- The records -

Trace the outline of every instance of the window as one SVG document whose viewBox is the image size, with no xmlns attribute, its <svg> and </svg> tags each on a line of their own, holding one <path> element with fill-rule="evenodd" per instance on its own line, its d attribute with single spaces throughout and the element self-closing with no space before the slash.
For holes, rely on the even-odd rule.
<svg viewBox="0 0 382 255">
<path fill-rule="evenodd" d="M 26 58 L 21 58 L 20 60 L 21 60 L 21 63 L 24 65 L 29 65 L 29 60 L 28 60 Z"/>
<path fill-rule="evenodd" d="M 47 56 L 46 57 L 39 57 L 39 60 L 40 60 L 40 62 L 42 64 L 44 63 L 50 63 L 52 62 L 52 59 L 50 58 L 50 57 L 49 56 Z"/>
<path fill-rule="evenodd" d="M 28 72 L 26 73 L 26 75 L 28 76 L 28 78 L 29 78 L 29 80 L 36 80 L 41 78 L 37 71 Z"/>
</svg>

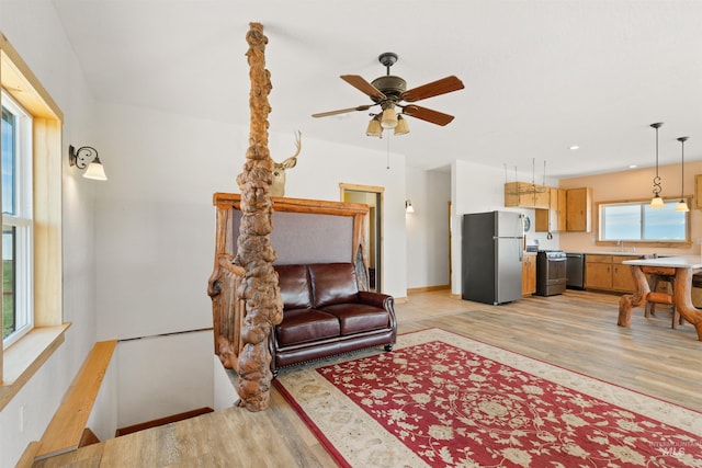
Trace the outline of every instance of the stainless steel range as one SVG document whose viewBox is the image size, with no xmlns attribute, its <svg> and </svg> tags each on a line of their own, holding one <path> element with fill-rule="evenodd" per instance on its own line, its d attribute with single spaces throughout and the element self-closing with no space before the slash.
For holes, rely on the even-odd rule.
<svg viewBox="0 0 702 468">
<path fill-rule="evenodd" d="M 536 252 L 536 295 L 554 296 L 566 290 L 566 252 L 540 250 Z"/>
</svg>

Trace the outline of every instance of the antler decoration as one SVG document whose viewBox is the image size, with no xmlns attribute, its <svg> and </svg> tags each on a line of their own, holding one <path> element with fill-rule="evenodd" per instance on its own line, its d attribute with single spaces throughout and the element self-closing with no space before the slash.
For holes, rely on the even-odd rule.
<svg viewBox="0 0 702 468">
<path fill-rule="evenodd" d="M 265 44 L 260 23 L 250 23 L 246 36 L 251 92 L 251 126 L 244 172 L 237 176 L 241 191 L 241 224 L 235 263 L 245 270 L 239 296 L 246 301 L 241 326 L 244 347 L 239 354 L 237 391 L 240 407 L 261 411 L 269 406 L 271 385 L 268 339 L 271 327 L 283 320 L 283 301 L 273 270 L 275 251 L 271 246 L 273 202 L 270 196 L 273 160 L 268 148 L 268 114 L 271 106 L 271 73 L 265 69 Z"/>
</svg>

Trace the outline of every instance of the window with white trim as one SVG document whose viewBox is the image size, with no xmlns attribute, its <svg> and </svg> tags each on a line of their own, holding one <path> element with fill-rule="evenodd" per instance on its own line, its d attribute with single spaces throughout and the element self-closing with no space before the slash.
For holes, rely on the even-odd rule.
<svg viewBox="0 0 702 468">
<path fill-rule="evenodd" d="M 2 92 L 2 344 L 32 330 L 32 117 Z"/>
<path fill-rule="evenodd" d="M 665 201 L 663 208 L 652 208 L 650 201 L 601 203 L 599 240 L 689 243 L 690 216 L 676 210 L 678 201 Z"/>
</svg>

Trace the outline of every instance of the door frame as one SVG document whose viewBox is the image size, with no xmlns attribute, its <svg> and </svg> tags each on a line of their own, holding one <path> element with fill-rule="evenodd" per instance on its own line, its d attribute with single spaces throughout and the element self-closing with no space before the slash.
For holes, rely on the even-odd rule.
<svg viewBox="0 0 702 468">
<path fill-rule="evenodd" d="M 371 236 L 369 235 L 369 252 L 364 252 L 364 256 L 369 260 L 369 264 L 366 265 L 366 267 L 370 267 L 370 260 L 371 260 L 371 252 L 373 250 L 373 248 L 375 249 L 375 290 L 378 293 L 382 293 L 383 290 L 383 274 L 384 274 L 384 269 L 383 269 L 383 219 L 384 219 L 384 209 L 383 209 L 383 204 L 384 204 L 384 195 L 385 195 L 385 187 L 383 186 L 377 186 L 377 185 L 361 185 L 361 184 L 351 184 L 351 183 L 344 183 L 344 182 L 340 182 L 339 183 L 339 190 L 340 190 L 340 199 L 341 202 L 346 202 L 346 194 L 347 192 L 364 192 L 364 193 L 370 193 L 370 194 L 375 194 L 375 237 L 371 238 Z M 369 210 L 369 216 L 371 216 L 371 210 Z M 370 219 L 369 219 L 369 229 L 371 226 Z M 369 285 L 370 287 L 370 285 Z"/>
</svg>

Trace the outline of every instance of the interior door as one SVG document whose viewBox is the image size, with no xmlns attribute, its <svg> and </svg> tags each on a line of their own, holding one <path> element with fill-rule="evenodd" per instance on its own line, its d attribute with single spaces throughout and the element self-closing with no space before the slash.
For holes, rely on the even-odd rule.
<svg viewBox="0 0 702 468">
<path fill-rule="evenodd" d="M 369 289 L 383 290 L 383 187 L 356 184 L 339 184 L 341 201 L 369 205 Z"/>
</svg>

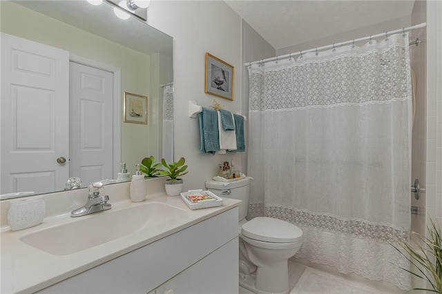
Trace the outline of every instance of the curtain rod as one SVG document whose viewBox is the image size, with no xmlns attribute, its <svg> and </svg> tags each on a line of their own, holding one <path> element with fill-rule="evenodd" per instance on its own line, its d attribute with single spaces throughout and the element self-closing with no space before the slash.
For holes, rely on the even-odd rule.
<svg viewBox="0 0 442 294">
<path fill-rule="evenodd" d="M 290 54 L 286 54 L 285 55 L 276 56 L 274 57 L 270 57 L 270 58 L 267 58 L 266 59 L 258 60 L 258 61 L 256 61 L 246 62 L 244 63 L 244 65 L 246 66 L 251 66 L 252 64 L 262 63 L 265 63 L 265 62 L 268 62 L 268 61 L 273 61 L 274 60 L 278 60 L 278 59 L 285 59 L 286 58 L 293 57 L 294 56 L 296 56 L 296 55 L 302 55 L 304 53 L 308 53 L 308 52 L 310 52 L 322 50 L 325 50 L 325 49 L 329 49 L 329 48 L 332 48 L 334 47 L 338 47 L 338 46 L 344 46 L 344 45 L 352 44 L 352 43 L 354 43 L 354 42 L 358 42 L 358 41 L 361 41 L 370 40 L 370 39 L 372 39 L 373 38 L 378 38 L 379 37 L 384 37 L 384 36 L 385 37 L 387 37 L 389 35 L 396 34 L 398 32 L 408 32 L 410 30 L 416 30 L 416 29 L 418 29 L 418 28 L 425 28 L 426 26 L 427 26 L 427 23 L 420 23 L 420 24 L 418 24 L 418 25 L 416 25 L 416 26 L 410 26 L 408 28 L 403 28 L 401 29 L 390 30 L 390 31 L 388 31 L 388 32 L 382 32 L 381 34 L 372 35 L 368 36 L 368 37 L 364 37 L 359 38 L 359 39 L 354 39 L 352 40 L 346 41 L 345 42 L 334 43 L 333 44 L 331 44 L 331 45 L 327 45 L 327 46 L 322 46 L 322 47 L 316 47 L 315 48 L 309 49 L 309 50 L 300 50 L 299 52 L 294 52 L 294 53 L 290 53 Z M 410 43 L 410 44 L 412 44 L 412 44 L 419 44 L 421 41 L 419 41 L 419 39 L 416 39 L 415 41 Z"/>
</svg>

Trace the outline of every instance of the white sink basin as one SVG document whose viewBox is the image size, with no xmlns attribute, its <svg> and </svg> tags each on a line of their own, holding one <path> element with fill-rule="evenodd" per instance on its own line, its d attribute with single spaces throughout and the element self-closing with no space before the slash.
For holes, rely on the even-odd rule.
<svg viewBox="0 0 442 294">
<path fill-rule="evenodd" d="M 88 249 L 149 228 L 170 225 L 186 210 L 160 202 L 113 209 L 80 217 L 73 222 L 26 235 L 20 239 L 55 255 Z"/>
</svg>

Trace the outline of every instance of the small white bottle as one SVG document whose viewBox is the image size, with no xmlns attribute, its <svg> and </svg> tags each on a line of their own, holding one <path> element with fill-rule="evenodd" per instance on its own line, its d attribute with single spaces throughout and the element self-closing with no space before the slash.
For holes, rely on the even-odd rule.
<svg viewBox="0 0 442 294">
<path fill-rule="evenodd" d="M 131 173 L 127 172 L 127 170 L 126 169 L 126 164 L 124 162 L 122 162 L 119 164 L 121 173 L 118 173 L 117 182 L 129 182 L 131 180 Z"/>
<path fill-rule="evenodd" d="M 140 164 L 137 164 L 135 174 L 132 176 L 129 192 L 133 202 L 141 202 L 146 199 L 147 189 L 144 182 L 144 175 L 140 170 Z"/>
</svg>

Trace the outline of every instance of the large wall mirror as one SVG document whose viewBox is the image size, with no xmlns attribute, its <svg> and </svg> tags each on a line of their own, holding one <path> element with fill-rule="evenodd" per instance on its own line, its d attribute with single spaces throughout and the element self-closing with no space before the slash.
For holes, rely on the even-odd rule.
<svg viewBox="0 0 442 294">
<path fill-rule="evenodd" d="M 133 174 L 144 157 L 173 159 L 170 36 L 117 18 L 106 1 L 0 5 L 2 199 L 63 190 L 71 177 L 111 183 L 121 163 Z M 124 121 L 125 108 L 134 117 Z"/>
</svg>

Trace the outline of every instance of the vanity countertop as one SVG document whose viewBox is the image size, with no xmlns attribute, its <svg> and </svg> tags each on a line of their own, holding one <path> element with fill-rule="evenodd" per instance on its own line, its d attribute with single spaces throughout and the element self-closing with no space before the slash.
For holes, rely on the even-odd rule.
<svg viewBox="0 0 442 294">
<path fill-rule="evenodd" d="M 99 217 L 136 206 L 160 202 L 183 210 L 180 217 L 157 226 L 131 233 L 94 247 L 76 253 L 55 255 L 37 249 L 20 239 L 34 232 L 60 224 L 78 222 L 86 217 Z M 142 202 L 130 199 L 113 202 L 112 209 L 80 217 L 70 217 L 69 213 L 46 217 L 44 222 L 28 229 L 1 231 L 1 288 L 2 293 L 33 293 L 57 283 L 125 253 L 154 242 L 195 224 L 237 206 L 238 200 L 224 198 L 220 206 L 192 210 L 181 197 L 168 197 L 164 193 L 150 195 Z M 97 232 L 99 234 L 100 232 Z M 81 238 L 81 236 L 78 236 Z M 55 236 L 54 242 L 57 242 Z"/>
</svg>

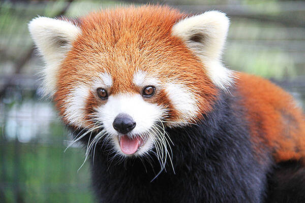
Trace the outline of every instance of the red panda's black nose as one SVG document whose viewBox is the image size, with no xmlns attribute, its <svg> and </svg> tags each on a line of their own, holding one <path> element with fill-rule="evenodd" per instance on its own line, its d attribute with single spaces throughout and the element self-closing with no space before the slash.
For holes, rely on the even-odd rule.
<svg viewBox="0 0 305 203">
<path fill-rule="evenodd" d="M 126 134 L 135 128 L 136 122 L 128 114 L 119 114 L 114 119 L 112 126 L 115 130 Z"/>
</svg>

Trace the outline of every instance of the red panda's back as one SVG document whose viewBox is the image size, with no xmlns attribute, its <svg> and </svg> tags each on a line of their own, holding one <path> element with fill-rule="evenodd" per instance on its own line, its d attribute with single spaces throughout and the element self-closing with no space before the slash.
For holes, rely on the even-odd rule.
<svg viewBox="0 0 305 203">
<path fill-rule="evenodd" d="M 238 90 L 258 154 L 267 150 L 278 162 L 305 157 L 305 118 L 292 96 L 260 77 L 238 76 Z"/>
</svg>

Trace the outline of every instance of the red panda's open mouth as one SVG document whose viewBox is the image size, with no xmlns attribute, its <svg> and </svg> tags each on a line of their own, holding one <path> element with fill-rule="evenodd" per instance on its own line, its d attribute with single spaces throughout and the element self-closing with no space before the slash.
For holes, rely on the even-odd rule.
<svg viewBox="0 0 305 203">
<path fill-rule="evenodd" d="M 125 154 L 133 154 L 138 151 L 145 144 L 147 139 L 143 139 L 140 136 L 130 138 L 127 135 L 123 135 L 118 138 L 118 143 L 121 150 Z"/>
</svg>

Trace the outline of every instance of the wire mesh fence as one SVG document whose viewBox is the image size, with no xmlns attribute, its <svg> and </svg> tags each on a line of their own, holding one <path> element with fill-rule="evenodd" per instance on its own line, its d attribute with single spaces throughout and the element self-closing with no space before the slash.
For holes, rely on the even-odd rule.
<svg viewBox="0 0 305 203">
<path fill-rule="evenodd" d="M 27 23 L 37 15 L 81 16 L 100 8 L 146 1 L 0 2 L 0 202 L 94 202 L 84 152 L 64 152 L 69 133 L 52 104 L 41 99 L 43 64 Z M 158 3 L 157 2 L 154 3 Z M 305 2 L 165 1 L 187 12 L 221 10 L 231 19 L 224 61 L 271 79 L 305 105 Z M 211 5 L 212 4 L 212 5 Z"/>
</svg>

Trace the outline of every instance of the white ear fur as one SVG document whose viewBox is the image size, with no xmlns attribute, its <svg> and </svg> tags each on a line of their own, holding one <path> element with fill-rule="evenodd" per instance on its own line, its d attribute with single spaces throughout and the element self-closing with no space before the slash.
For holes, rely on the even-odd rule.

- What you are asked to do -
Format the lines of the records starting at the line containing "Trace the outline of every instance of the small" and ending at the line containing "131 173 L 127" as a Markdown table with the columns Row and Line. Number each line in Row and leave out any blank lines.

- Solution for this exercise -
| Row | Line |
|---|---|
| 1 | Trace the outline of every instance of the small white bottle as one SVG document whose viewBox is the image size, with no xmlns attribute, its <svg> and </svg> tags each on a line of their own, holding one <path> element with fill-rule="evenodd" per instance on its own line, its d attribute with single spaces throughout and the element self-closing with no space before the slash. |
| 2 | For holes, rely on the even-odd rule. |
| 3 | <svg viewBox="0 0 442 294"> |
| 4 | <path fill-rule="evenodd" d="M 131 173 L 127 172 L 127 170 L 126 169 L 126 164 L 124 162 L 122 162 L 119 164 L 121 173 L 118 173 L 117 182 L 129 182 L 131 180 Z"/> |